WORK TO COMPLETE: Which lines in the entries below contain the word "shovel"? Gather every one of them, and treat uppercase and lowercase as different.

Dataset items
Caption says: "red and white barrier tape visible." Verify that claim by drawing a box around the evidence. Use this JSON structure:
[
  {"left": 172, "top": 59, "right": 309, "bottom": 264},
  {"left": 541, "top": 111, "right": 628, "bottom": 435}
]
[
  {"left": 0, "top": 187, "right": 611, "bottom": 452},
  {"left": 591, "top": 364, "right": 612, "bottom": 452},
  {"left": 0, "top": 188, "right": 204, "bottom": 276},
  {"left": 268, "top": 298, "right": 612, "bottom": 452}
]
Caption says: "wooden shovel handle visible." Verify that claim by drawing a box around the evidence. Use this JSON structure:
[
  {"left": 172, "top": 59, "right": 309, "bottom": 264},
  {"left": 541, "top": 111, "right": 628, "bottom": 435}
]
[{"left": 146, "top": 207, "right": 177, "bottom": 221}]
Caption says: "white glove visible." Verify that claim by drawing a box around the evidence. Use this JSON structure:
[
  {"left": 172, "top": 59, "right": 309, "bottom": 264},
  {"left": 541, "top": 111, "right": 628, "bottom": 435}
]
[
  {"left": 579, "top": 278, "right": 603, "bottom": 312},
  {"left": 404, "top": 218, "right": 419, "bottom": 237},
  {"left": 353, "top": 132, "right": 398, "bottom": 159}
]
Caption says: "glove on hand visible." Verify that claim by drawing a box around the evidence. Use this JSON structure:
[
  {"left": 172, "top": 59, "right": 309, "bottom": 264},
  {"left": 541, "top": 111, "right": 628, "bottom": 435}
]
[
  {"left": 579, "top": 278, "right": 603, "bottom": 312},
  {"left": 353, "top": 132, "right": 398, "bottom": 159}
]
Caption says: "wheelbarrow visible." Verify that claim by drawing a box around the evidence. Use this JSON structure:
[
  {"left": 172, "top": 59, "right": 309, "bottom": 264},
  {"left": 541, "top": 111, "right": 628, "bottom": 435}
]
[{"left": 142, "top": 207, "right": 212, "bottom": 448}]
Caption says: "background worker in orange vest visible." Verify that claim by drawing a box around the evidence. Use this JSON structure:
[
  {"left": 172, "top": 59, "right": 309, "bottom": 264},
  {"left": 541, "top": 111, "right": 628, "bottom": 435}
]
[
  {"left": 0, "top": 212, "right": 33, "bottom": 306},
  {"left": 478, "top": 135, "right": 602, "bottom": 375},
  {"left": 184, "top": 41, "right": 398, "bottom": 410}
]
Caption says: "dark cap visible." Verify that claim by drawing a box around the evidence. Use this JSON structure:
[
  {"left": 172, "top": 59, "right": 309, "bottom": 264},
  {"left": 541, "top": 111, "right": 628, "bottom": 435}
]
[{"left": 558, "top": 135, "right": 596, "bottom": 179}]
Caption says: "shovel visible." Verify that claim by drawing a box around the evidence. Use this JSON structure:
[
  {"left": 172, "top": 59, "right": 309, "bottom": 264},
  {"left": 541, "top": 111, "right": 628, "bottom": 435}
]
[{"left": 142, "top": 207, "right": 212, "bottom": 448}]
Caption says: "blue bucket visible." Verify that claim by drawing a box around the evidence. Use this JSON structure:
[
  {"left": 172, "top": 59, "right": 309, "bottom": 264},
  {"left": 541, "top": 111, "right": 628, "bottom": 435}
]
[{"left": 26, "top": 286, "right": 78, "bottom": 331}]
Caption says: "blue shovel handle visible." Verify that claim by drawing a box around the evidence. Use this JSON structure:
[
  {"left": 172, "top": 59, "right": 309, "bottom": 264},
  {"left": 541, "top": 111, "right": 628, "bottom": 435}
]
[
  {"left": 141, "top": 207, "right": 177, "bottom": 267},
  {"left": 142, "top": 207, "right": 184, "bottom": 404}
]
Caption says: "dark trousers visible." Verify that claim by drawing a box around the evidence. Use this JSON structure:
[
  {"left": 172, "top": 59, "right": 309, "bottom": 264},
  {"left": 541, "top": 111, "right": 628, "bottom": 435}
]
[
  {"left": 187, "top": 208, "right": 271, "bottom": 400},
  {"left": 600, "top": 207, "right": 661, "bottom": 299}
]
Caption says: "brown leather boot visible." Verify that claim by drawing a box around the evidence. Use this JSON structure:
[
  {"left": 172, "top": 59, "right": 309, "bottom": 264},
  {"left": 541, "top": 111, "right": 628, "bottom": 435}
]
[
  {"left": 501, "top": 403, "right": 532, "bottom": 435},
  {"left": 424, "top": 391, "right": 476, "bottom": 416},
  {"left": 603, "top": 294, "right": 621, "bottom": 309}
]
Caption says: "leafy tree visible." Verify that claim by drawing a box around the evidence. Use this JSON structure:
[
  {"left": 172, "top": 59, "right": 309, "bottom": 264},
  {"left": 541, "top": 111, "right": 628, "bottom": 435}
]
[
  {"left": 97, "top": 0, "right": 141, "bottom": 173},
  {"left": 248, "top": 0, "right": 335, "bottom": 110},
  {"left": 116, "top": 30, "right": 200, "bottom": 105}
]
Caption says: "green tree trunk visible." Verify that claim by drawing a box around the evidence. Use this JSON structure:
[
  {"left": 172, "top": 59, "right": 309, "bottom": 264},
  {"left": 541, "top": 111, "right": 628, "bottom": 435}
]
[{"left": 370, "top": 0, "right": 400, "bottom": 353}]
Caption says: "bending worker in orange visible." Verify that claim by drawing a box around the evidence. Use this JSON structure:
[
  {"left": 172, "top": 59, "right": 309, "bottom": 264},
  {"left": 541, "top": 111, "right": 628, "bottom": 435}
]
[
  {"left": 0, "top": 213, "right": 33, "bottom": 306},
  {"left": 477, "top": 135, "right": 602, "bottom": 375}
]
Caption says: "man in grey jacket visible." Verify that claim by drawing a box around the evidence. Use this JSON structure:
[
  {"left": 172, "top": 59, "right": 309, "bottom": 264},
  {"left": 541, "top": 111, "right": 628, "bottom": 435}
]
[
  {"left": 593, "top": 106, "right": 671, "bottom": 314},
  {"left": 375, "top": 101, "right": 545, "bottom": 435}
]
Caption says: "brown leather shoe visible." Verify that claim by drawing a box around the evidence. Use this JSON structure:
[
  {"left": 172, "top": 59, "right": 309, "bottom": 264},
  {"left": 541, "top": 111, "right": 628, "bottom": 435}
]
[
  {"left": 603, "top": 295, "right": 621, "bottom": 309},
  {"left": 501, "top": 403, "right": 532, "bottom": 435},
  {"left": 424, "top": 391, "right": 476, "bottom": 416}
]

OUTPUT:
Caption says: "wooden shovel handle visible." Verify that claim by drawing a box around the evidence. Use this JSON structure:
Caption says: "shovel visible." Verify that claim by drawing a box around the evidence. Use this JSON structure:
Caption says: "blue shovel handle visible." Verify that claim by drawing a box around the evidence. Use this JSON structure:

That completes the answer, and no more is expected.